抜粋:
━ 胃腸疾患、食欲不振、胆のう炎 ━
春でも夏でもない梅雨の時期をひとつの季節として、ほとんどの日本人は
認識しています。
そして「春」「夏」「秋」「冬」プラス「梅雨」の“五季”とすることが、
東洋医学の陰陽五行からも理にかなっています。
梅雨の雨は、農作物に恵みを与え、稲や野菜、植物などがすくすくと生育
するための大切な季節なのです。
しかし、梅雨時のジメジメとした湿気はからだにとって“湿邪”となって、
脾胃の働きを阻害します。
五臓に悪い影響を与える「風」「暑」「湿」「燥」「寒」などの外気を
「五悪(ごあく)」といいますが、食中毒や胃腸疾患などが多く発生するのも
湿気が原因しています。
そこで消化器系が嫌う外気(湿気)に負けない気血の調整が大切ですが、
【太乙 たいいつ】のツボ刺激が効果を発揮します。
温灸などで【太乙】穴の皮膚がほのかに赤くなる程度に熱刺激を行ったり、
3秒圧しては離すの指圧を7~8回ほど繰り返して行います。
ツボ療法・・・お臍(へそ)の上2横指(指幅2本分)の点から
左右両側2横指(指幅2本分)進んだところが
【太乙】のツボです。

課題内容: 梅雨時の胃腸の不調と太乙のツボを扱った文章を、その最後の文に続けて書き進めよ。

提示資料:
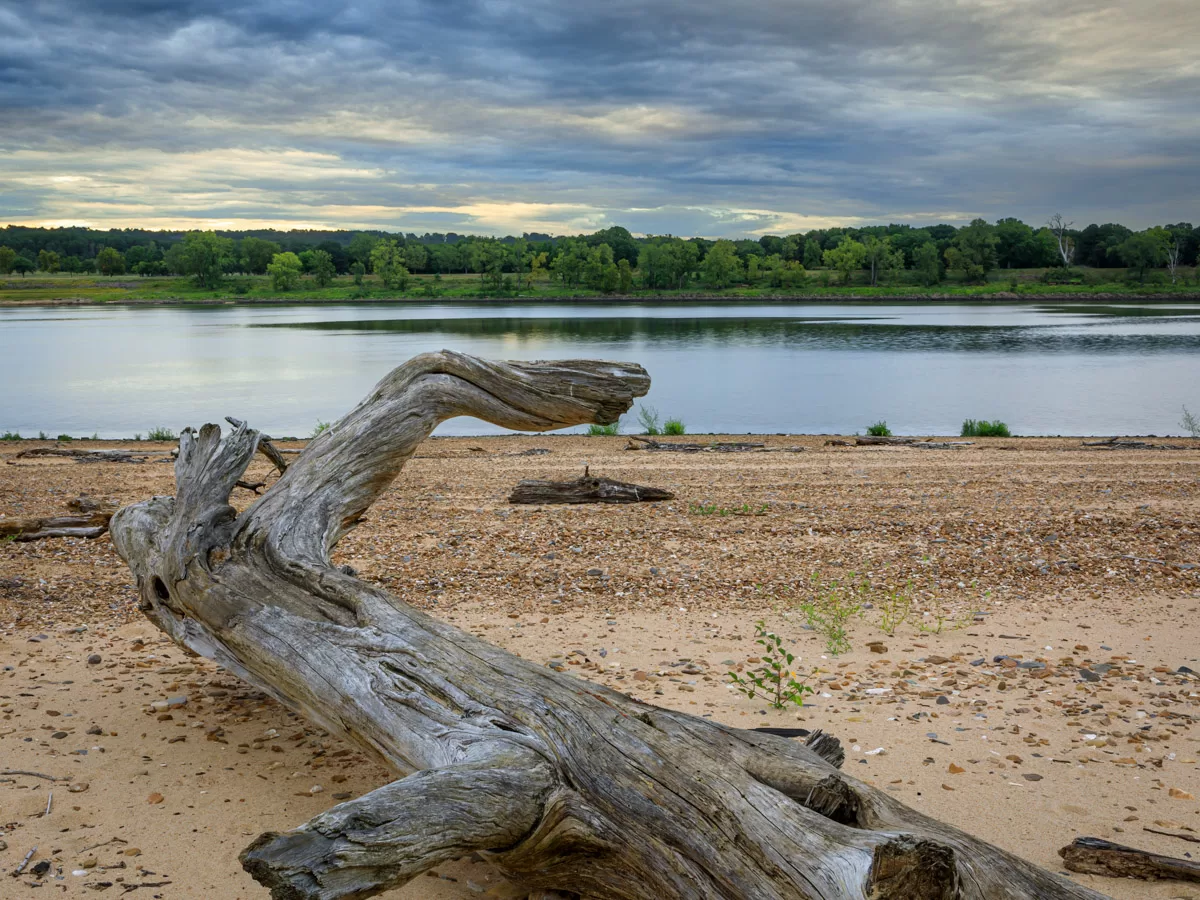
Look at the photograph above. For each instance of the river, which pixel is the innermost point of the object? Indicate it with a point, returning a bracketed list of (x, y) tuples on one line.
[(820, 367)]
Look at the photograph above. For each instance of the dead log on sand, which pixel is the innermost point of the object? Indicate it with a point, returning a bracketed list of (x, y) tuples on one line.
[(562, 784), (83, 455), (678, 447), (91, 522), (1095, 856), (586, 489)]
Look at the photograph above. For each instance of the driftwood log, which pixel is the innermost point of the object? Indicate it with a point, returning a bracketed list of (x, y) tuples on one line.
[(90, 521), (564, 785), (1095, 856), (586, 489), (679, 447)]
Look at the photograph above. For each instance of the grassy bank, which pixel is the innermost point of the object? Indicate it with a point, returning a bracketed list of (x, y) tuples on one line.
[(1017, 285)]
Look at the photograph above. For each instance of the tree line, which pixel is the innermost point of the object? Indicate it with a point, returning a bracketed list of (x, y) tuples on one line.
[(611, 259)]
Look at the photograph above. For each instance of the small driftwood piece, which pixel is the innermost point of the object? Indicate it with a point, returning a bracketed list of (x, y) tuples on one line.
[(83, 455), (91, 522), (1095, 856), (1129, 444), (881, 441), (562, 784), (586, 489), (678, 447)]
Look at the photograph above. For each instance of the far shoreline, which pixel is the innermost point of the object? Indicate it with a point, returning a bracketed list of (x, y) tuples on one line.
[(628, 299)]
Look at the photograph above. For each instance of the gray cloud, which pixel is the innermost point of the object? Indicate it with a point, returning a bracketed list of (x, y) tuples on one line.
[(707, 117)]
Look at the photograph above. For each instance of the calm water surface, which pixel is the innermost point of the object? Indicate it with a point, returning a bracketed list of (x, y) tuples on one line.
[(778, 367)]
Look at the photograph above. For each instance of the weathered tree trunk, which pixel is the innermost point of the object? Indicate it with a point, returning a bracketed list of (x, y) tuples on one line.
[(1096, 856), (586, 489), (562, 784)]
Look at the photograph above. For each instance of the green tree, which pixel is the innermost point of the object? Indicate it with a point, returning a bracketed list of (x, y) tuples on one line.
[(1144, 250), (625, 275), (47, 261), (721, 267), (360, 247), (388, 262), (975, 251), (417, 258), (880, 258), (258, 253), (928, 264), (847, 257), (111, 262), (813, 257), (202, 255), (285, 270), (322, 268), (600, 271)]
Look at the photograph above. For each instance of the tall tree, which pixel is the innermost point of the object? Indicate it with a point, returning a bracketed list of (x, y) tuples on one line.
[(204, 256), (48, 261), (285, 270), (721, 265), (928, 264), (973, 253), (880, 257), (111, 262), (258, 253), (847, 257), (322, 268), (1145, 250), (388, 262)]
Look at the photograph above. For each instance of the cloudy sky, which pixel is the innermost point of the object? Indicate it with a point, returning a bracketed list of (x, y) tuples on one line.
[(706, 117)]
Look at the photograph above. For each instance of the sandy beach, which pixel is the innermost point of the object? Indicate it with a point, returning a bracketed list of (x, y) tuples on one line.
[(1038, 697)]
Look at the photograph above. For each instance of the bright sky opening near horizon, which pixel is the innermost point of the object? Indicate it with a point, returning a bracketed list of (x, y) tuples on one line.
[(493, 117)]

最終回答:
医師「いいニュースと悪いニュースがあります。
最初にどちらのニュースを聞きたいですか?」
患者「……悪いニュースのほうをお願いします」
医師「あなたの両足を、膝上から切断しなければなりません」
患者「あぁ、なんてこった!
……それから、どんないいニュースがあるというのですか?」
医師「隣のベッドの人が、あなたの靴を買いたいそうです」
━ 痔疾、婦人科疾患、冷え性 ━
「痔」は、「やまいだれ」に「寺」と書くように、寒い場所で長時間
座り続けて、お経を読んでいるために起こることが由来したかのようですが、
「峙」=そばだつ(じっと立ち続ける)ために生じた病が正しそうです。
同じように、しゃがむ、かがむ、中腰などの姿勢をとる機会の多い職業の
人は、腹圧が高くなるので、肛門周辺の血液が心臓に戻り難くなって、
うっ血しやすく、痔になりやすいのです。
そこで、痔をもつ人は排便の後、意識的にキュッと肛門をすぼめることは
有効な方法です。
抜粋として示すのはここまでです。